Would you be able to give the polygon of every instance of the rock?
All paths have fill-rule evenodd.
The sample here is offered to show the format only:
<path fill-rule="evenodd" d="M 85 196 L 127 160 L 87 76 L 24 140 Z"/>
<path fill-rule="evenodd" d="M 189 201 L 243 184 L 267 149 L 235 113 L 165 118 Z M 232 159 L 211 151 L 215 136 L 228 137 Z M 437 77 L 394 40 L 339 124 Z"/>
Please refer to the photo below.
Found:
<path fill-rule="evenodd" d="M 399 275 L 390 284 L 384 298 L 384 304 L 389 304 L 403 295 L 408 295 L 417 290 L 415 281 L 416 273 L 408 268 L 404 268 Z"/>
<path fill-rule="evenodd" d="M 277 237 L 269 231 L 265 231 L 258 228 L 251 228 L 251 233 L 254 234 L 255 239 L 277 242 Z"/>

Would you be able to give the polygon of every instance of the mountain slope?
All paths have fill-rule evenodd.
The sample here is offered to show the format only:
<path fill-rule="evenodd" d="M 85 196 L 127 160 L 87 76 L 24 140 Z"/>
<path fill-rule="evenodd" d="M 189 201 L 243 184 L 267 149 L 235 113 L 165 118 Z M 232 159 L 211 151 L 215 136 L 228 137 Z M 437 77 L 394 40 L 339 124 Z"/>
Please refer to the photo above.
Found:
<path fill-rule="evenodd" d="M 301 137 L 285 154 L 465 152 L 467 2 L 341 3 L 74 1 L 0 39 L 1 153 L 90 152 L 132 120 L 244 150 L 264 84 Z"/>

----

• WHAT TO WORK ON:
Copy every row above verbatim, with no changes.

• EXERCISE RESULT:
Would you be able to give the polygon of every instance of the rock?
All paths have fill-rule evenodd.
The sample here is offered to show the format only:
<path fill-rule="evenodd" d="M 85 196 L 127 160 L 87 76 L 24 140 Z"/>
<path fill-rule="evenodd" d="M 189 201 L 243 184 L 267 149 L 235 113 L 165 118 Z M 232 159 L 211 151 L 215 136 L 228 137 Z M 437 77 L 394 40 L 339 124 Z"/>
Please refer to the photo below.
Found:
<path fill-rule="evenodd" d="M 399 275 L 390 284 L 384 298 L 384 304 L 389 304 L 403 295 L 408 295 L 417 290 L 415 281 L 416 273 L 408 268 L 404 268 Z"/>
<path fill-rule="evenodd" d="M 277 237 L 269 231 L 265 231 L 258 228 L 251 228 L 251 233 L 254 234 L 255 239 L 277 242 Z"/>

Would you be able to give the polygon of every instance of the mountain slope?
All paths have fill-rule evenodd.
The sample here is offered to show the format only:
<path fill-rule="evenodd" d="M 85 196 L 127 160 L 87 76 L 24 140 Z"/>
<path fill-rule="evenodd" d="M 189 201 L 243 184 L 267 149 L 235 113 L 165 118 Z M 232 159 L 211 151 L 215 136 L 228 137 Z M 437 77 L 394 40 L 339 124 Z"/>
Please refer to the photo above.
Found:
<path fill-rule="evenodd" d="M 301 137 L 285 154 L 465 152 L 467 2 L 341 3 L 74 1 L 0 39 L 1 153 L 90 152 L 132 120 L 244 150 L 264 84 Z"/>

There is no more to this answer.